• **Task description**:
Every line from the one with "Check that each instance of the white ceiling" through the end of the material should be written out character for character. Lines before it are excluded.

• **Supplied material**:
⟨
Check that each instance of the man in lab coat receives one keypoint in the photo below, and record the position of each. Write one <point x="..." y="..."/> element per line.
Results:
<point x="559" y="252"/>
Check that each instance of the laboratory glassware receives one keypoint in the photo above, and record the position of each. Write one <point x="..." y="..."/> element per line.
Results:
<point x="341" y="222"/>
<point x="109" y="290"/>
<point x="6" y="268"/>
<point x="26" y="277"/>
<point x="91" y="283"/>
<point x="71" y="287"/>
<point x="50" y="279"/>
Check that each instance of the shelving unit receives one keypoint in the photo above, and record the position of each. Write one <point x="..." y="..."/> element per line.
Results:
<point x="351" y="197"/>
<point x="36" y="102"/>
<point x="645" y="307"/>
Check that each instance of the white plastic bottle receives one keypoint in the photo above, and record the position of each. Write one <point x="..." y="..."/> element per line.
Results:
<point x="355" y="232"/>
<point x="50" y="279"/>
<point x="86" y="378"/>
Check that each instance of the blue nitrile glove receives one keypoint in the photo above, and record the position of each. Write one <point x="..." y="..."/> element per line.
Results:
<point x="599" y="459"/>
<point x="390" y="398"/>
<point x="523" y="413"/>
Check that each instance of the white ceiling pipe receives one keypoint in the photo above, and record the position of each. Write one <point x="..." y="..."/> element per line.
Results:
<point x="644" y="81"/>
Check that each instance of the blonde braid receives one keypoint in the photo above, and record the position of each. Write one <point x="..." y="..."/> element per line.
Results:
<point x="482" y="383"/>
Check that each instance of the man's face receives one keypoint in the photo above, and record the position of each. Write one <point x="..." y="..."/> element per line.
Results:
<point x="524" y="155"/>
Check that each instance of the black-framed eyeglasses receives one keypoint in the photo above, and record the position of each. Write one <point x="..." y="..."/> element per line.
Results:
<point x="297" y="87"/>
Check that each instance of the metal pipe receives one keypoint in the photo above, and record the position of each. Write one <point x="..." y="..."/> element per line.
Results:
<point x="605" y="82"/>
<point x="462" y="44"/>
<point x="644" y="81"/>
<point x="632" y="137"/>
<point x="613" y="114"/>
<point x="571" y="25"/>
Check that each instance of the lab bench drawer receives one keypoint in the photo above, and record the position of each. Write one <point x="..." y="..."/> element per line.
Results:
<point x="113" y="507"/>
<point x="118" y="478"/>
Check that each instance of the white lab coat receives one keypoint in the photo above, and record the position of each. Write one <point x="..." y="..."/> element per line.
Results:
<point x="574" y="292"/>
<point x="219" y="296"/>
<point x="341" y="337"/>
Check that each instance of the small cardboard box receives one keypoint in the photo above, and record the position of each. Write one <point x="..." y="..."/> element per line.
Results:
⟩
• **Task output**:
Check that each instance of the white ceiling pipe receives one keypoint in the photo above, and record the position of each. Write one <point x="..." y="..."/> element per line.
Results:
<point x="644" y="81"/>
Check that each instance of the blonde braid receives one keypoint in the photo above, and record the position of each. Write one <point x="..." y="..."/> element per line.
Results:
<point x="482" y="383"/>
Check that each instance of the man's face receives one keypoint in the photo above, and record the position of each. Write one <point x="..." y="..."/> element per line.
Results:
<point x="524" y="155"/>
Check that each instance of the black-framed eyeglasses receives one keypoint in the photo above, and record the position of each. Write one <point x="..." y="..."/> element per line.
Results:
<point x="297" y="87"/>
Check that each instance of the metal pipe receives one keypoint in the photo above, and record the position of each. Write one <point x="..." y="..."/> element per line.
Results:
<point x="605" y="82"/>
<point x="462" y="44"/>
<point x="644" y="81"/>
<point x="632" y="137"/>
<point x="613" y="114"/>
<point x="571" y="25"/>
Check that each instance of the lab bench drawer receives one keypoint in the photo above, and record the position of each. Write one <point x="..." y="..."/> element per line.
Results:
<point x="113" y="507"/>
<point x="118" y="478"/>
Check that each instance of the white lab coat receives one keypoint in the photo above, and record the position of each. Write one <point x="..." y="..."/> element per line.
Results:
<point x="574" y="292"/>
<point x="219" y="296"/>
<point x="341" y="337"/>
Check that each instance of the small cardboard box receives one keypoint in the photo above, and record the position of each. Write one <point x="..." y="..."/> element per line.
Results:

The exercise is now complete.